Stated problem ->
Locate each line in the listing below that contains the word "jersey", and copy those lines out in full.

Data shown ->
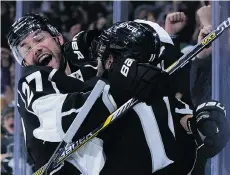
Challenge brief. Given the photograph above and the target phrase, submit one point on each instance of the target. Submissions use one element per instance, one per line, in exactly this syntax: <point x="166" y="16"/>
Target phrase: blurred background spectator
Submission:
<point x="7" y="140"/>
<point x="71" y="17"/>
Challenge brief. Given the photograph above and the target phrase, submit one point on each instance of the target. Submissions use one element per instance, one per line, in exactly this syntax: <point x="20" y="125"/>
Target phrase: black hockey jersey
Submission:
<point x="48" y="102"/>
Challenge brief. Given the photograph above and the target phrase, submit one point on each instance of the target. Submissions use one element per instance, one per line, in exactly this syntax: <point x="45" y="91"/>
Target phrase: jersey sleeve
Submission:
<point x="55" y="99"/>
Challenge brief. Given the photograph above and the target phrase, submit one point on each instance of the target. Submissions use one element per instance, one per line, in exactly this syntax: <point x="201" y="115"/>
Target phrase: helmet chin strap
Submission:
<point x="63" y="60"/>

Response ->
Target phrase: black hockey jersey
Target phrase: jersey sleeve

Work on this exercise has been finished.